_EXERCISE_:
Please count the lines in the material below that contain the word "glass" and reply with only that number.
** Begin **
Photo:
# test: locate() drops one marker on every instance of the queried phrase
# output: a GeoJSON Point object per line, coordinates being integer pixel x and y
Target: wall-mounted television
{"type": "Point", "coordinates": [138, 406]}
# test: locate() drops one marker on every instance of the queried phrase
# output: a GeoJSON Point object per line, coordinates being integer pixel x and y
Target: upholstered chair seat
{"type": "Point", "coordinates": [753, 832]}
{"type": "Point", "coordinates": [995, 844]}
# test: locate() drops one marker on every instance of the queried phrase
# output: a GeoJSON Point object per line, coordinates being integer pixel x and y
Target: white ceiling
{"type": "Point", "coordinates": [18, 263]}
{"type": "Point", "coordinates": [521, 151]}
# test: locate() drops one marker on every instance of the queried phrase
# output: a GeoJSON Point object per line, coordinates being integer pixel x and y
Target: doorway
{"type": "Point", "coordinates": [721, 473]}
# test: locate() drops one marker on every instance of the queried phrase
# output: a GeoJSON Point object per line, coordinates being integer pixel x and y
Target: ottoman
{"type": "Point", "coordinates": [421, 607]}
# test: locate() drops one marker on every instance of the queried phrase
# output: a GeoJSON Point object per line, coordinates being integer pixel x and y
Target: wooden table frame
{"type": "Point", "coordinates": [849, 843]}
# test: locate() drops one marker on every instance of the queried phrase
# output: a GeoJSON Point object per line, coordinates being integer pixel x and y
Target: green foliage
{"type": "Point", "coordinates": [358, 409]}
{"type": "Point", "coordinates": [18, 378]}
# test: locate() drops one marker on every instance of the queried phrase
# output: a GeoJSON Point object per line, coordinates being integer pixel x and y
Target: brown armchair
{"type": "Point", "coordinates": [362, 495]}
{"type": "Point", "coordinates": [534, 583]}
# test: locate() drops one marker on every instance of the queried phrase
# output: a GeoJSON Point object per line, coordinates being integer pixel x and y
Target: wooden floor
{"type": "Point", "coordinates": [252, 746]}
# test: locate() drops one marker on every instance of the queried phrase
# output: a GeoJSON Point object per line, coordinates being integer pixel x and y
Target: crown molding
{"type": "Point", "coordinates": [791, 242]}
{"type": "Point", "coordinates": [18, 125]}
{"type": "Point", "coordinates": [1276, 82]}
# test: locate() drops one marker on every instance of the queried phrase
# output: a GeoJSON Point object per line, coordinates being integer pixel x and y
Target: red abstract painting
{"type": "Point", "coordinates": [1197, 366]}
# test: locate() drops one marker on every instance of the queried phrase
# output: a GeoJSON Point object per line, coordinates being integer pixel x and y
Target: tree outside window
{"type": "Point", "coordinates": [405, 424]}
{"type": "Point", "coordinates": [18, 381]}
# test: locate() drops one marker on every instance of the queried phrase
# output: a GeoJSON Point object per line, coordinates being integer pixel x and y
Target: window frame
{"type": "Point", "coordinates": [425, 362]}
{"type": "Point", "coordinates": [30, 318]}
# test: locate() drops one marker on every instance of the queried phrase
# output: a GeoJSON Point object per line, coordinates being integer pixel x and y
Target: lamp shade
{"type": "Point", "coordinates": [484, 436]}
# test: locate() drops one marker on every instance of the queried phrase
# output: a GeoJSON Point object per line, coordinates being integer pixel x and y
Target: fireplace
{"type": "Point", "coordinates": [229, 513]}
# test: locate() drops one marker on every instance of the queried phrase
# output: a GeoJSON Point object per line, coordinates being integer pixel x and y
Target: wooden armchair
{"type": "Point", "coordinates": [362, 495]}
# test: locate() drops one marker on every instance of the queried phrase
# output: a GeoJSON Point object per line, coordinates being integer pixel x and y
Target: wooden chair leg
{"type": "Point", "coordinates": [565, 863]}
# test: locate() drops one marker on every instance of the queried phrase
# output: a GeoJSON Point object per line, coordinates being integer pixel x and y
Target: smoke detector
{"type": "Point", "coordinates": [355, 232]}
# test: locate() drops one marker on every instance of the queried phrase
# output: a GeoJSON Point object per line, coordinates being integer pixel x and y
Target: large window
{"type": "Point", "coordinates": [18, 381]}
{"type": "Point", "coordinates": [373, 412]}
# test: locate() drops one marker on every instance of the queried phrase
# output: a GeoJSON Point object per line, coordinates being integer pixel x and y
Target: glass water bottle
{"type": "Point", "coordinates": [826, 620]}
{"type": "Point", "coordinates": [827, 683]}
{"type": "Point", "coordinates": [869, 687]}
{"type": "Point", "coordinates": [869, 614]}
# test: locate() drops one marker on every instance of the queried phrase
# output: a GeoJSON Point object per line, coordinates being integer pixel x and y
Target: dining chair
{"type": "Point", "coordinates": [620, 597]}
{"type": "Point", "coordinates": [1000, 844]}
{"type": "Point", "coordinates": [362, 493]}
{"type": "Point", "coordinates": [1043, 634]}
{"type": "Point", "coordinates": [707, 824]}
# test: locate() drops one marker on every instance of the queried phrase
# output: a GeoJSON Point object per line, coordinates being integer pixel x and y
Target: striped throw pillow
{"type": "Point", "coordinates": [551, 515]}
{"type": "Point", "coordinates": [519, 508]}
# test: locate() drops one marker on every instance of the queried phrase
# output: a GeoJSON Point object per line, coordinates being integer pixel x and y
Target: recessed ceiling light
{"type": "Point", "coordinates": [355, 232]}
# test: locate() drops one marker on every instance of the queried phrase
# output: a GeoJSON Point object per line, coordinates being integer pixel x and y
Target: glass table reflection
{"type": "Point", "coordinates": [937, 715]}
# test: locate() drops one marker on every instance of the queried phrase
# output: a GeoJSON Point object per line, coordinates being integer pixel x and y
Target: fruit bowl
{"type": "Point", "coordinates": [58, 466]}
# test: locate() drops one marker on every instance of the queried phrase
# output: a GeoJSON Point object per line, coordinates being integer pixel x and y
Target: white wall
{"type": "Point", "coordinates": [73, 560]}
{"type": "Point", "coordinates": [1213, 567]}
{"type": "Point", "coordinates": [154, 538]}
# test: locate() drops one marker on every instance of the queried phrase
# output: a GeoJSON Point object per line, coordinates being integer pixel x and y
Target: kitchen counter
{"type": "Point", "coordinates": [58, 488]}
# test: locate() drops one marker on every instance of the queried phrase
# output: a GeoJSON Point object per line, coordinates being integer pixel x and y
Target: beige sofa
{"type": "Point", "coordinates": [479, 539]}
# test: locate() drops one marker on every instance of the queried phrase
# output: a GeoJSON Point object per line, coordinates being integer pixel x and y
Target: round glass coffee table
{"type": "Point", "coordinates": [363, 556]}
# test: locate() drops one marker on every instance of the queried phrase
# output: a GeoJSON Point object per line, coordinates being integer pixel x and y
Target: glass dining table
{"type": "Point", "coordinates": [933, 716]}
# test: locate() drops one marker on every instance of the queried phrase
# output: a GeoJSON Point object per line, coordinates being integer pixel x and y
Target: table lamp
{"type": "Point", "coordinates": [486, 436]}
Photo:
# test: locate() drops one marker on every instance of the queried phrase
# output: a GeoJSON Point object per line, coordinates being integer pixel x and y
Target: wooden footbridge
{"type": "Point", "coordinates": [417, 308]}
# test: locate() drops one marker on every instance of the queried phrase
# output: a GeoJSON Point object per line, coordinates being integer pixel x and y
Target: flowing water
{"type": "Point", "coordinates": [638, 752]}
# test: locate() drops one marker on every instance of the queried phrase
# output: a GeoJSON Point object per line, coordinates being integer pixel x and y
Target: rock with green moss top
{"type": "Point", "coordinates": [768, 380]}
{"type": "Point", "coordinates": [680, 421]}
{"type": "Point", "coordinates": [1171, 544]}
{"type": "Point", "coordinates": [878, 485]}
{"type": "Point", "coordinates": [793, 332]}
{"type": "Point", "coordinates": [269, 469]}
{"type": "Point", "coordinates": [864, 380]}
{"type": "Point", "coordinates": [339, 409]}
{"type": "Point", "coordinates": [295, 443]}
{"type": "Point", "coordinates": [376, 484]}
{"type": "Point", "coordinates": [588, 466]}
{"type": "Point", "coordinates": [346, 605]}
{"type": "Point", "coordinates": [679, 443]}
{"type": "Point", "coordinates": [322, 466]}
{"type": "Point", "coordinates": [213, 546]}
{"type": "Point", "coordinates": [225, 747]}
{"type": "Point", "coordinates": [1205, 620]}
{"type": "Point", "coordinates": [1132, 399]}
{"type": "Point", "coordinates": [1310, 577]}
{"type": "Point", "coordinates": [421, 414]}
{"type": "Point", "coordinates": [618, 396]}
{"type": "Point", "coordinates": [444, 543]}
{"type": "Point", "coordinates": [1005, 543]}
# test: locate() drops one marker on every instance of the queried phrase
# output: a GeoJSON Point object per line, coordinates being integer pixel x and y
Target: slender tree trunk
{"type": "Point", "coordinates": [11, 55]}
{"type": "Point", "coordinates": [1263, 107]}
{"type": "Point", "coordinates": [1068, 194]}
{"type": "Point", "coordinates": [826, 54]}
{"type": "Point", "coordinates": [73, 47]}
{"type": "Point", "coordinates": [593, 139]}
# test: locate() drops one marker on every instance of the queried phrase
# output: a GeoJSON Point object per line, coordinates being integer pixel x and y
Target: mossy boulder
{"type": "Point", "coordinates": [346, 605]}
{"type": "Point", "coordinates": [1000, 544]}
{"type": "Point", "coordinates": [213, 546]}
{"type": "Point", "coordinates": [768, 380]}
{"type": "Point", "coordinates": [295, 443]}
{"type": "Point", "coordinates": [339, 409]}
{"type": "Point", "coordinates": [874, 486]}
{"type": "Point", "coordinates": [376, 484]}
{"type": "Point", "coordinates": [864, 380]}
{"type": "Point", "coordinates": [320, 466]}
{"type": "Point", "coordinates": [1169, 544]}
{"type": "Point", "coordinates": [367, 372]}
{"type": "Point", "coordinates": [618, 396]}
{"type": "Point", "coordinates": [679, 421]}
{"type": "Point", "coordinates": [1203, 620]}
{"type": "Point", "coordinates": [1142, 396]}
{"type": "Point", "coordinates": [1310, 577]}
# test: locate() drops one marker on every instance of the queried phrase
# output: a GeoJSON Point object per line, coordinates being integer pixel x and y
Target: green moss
** End **
_COMPLETE RESPONSE_:
4